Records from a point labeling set

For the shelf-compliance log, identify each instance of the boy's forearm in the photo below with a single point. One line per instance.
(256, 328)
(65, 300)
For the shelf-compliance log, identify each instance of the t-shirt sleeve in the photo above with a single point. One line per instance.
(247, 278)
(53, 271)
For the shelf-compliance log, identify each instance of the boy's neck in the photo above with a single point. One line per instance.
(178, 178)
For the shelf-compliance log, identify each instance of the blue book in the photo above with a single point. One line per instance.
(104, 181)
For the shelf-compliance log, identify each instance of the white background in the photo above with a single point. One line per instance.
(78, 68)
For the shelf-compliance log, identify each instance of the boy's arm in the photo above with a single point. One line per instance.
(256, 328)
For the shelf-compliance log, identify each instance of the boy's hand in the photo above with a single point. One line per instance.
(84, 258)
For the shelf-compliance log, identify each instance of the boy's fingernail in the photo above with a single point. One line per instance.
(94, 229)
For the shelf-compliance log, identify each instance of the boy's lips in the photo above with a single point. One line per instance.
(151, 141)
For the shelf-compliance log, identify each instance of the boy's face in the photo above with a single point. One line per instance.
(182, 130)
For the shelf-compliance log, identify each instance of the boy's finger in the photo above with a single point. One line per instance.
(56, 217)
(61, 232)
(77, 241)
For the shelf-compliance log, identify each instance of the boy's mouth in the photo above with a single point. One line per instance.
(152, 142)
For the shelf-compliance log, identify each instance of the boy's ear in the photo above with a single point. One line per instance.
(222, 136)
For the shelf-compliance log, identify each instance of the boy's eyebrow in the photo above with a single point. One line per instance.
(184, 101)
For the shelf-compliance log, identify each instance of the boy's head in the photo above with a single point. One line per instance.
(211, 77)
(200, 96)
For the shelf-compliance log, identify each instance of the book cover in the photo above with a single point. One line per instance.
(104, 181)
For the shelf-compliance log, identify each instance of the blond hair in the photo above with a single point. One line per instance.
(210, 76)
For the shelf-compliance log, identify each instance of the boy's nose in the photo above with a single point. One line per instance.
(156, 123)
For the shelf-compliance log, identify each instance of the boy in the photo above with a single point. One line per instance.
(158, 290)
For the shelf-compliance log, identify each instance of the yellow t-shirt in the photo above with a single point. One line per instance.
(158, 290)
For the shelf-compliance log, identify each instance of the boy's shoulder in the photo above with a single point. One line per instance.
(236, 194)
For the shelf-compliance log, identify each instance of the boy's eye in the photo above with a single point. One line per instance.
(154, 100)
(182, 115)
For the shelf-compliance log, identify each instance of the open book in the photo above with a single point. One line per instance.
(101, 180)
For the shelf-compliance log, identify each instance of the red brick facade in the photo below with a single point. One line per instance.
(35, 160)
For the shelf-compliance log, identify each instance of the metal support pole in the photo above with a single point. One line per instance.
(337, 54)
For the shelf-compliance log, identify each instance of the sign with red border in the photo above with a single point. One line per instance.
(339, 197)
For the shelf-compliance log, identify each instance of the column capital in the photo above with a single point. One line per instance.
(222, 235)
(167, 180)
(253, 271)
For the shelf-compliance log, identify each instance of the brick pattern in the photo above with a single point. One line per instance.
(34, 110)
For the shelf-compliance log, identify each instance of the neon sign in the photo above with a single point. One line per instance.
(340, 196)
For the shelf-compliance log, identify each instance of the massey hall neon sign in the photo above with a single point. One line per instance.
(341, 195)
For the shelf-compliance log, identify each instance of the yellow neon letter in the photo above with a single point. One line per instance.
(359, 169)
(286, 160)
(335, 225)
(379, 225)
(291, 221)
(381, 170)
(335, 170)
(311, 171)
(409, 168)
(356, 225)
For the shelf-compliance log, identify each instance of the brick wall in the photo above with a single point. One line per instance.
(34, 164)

* **WHAT THE TASK REQUIRES**
Make an exact copy of the data above.

* **ANSWER TO THE EXERCISE**
For the shelf-compliance log, identify each instance of the boy's forearm in the photo below with a single point. One line per instance.
(256, 328)
(65, 300)
For the shelf-compliance log, identify each instance of the t-shirt sleeve in the photo above with a single point. One line per instance.
(247, 278)
(53, 271)
For the shelf-compliance log, identify each instance of the boy's neck in the photo above with a single point. One line per instance.
(178, 178)
For the shelf-compliance log, identify each instance of the blue book in the photo above with a single point. One line per instance.
(104, 181)
For the shelf-compliance log, identify each instance of the white background in the photo above with a single point. One line per instance.
(78, 68)
For the shelf-compliance log, identify each instance of the boy's arm in the photo above with a single point. One line per instance.
(256, 328)
For the shelf-compliance log, identify each instance of the boy's hand in the photo above with a single point. One line per instance.
(84, 258)
For the shelf-compliance log, identify each instance of the boy's fingernail in the photo above with a single point. One line per instance.
(94, 229)
For the shelf-compliance log, identify each instance of the boy's lips in the photo above with a single point. One line per instance.
(151, 141)
For the shelf-compliance log, identify each instance of the boy's face in the photo above with a single point. One line per instance.
(182, 130)
For the shelf-compliance log, identify each instance of the boy's finger in the photo above with a single point. One line per instance.
(56, 217)
(61, 232)
(77, 241)
For the shelf-compliance log, identify each instance of the boy's mouth in the photo above with a single point. One line per instance.
(152, 142)
For the shelf-compliance log, identify each instance of the boy's ear in the photo above with a single point. One line per instance.
(222, 136)
For the shelf-compliance log, identify each instance of the boy's eyebrow in the photo above with a single point. One line per instance.
(184, 101)
For the shelf-compliance log, identify each instance of the boy's head in the photo above with a single point. One line per instance.
(211, 77)
(200, 96)
For the shelf-compliance log, identify each instance of the book cover in the photo above with a single point. One line per instance.
(104, 181)
For the shelf-compliance log, identify each instance of the blond hair in the photo above with a single point. One line per instance.
(210, 76)
For the shelf-compliance log, identify each instance of the boy's nose in the photo above with a single point. One line per instance.
(156, 123)
For the shelf-compliance log, identify each instance of the boy in the photo above with a single point. One line per instance.
(158, 290)
For the shelf-compliance log, identify each instance of the yellow t-shirt in the photo above with a single point. One line per instance.
(158, 290)
For the shelf-compliance log, identify each instance of the boy's shoulder in the photo above with a single point. One line per instance.
(236, 194)
For the shelf-compliance log, identify each instance of the boy's eye in the photo above with a single point. One line per instance.
(154, 100)
(182, 115)
For the shelf-compliance log, identify each instance of the open book in the photo above with a single point. One line per instance.
(101, 180)
For the shelf-compliance log, identify each instance of the red brick facade in the photo below with a single point. One line per instance.
(35, 160)
For the shelf-compliance log, identify each instance of the metal support pole in the photo above with a single point. One line per instance.
(337, 54)
For the shelf-compliance log, identify each instance of the sign with red border in the photo above with a single point. One line per instance.
(339, 197)
For the shelf-compliance log, identify each instance of the column capital in the photo above with a single point. One line per instance.
(222, 235)
(167, 180)
(253, 271)
For the shelf-compliance log, identify each instance of the brick pattern in the photo above with a single point. One line per instance.
(34, 110)
For the shelf-compliance log, identify each instance of the neon sign in the photo above with a single point. One line per instance.
(340, 196)
For the shelf-compliance log, identify each instance of the massey hall neon sign in the photo above with a single point. One line per instance.
(341, 195)
For the shelf-compliance log, identify each instance of the yellow neon letter in the photo above with a single point. One line per instance.
(359, 169)
(286, 160)
(335, 225)
(379, 225)
(291, 221)
(381, 170)
(335, 170)
(311, 171)
(409, 168)
(356, 225)
For the shelf-compliance log, identify each instance of the brick wall in the photo above with a single point. One line per instance.
(34, 164)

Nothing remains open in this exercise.